Supplied data
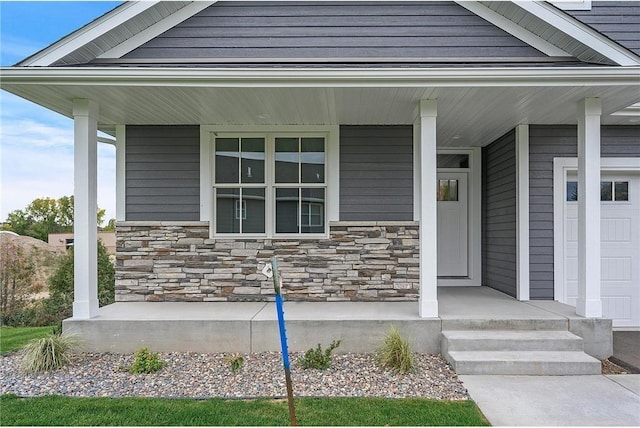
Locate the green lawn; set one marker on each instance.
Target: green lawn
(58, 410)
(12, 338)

---

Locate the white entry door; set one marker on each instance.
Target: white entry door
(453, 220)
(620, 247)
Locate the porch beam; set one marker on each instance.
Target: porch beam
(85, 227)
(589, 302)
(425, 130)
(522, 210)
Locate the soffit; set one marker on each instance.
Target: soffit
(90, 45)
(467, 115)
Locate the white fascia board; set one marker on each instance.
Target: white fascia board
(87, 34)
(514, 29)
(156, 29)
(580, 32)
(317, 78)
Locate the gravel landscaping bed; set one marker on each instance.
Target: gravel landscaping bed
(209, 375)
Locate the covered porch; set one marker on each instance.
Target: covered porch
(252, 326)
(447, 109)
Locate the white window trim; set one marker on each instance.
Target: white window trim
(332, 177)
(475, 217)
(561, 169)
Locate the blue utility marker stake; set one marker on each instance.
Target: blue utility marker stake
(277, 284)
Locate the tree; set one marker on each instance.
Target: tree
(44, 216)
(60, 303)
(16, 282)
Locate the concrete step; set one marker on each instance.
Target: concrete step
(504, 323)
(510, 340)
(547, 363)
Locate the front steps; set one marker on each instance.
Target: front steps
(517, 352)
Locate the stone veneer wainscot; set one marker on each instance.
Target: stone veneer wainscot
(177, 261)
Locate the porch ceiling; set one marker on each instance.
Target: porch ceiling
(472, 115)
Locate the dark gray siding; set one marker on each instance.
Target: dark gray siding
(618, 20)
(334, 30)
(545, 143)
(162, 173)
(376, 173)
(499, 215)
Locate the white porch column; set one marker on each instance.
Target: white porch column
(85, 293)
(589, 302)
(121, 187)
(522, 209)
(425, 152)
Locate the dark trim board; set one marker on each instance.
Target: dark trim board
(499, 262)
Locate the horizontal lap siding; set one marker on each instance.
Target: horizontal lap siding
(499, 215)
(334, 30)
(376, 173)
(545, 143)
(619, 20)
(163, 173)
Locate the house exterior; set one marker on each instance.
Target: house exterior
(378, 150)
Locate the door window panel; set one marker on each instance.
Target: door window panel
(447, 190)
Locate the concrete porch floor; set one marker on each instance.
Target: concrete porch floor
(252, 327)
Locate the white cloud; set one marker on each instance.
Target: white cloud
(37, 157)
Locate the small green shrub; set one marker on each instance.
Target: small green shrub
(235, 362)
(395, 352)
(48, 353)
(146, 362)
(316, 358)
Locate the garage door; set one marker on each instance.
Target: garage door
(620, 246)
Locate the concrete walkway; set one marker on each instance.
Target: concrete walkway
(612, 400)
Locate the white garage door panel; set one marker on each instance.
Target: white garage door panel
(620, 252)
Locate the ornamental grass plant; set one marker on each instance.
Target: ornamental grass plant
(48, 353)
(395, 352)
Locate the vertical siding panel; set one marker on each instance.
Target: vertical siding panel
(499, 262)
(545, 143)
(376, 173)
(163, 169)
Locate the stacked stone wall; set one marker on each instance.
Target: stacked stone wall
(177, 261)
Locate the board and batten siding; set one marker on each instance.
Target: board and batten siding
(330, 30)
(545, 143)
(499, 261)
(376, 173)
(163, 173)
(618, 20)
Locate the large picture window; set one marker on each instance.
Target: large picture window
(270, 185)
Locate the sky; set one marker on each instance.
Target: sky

Work request
Copy the lines above exactly, beginning at the line that has "Target: large picture window" and stopping after the line that has "Target: sky", and omit the rest.

Exercise result
Target: large picture window
(270, 185)
Locate the sky; set one marker on each instance.
Target: sky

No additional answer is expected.